Only lines with the string "carrots" should be returned from the data below.

•••

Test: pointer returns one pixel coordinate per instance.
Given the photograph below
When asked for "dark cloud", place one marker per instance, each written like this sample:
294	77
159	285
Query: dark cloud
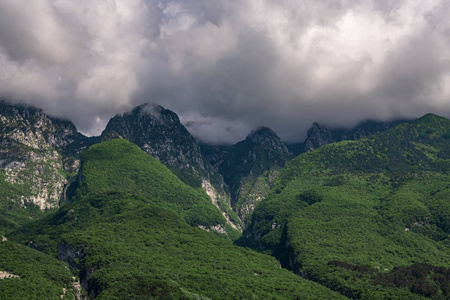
227	66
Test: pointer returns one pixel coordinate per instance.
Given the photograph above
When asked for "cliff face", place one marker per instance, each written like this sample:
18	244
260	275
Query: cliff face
33	157
159	132
249	165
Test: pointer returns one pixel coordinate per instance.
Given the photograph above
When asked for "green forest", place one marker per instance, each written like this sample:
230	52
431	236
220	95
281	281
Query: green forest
365	219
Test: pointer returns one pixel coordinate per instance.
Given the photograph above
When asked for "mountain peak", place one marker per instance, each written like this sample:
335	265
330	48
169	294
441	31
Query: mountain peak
261	134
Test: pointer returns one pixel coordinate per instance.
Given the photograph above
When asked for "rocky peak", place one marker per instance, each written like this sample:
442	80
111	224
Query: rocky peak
34	152
32	127
261	151
318	135
159	132
264	136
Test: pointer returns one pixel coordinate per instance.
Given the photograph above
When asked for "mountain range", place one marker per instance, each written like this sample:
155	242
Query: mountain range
147	211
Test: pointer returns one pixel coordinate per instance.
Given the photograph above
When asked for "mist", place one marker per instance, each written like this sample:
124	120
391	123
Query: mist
227	67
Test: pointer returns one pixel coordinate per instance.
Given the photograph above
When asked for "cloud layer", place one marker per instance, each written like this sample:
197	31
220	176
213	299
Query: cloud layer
226	67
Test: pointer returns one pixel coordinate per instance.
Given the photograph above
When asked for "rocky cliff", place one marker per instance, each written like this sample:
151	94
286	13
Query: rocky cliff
318	135
34	160
159	132
249	168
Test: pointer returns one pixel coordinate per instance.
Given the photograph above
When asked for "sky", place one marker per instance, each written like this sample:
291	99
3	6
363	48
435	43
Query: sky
228	66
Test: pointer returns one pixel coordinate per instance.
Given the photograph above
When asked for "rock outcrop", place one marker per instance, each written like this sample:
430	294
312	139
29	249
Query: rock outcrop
159	132
37	154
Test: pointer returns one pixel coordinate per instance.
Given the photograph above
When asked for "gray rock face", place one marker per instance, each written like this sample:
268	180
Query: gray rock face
33	154
249	165
259	152
159	132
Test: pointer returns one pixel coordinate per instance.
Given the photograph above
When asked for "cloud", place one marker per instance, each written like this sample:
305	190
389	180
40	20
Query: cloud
226	66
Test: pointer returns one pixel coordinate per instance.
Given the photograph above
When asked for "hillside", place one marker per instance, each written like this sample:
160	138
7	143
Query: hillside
352	214
159	132
38	159
126	235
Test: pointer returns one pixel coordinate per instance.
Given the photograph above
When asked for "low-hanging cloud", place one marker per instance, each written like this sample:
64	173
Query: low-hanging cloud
227	66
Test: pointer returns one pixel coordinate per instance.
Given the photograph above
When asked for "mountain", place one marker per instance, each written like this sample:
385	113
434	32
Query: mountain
356	216
249	167
159	132
38	157
318	135
29	274
132	232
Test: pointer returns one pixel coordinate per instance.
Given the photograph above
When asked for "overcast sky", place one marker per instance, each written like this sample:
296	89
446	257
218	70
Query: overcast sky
228	66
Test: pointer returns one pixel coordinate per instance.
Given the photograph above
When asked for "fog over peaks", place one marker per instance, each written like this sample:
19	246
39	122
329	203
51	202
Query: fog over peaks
227	67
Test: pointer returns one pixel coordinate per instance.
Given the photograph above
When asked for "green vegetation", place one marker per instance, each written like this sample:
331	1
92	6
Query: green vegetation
120	166
375	204
32	274
128	224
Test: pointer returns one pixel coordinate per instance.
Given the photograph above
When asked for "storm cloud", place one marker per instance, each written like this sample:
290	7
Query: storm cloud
225	66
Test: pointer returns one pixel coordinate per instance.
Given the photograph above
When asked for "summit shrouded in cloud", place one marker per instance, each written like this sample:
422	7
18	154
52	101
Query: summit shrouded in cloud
226	67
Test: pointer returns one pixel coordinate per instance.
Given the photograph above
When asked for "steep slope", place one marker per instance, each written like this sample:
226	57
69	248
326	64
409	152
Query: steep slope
158	132
318	135
125	235
352	214
249	168
28	274
38	154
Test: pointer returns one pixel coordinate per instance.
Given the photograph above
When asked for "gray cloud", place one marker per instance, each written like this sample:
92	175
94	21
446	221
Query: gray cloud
226	66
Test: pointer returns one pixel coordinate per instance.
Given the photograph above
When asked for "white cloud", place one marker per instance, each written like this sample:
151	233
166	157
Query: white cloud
283	64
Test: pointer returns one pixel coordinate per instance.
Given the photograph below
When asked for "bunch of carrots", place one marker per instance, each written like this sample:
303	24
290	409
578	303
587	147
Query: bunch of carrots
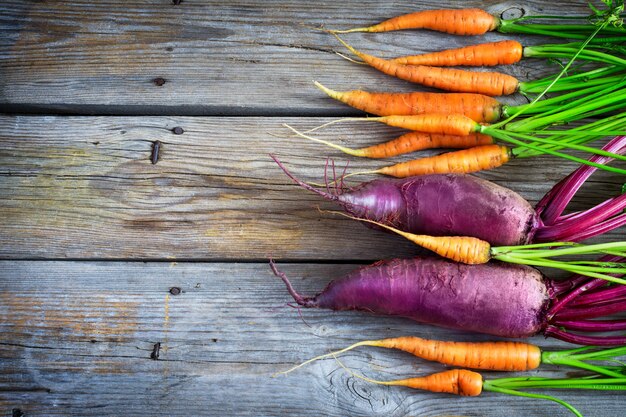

•••

Completed task ▸
When asked for "bunch of carrots", place one marker per instance, each written like this sample:
Query: bunch of carrots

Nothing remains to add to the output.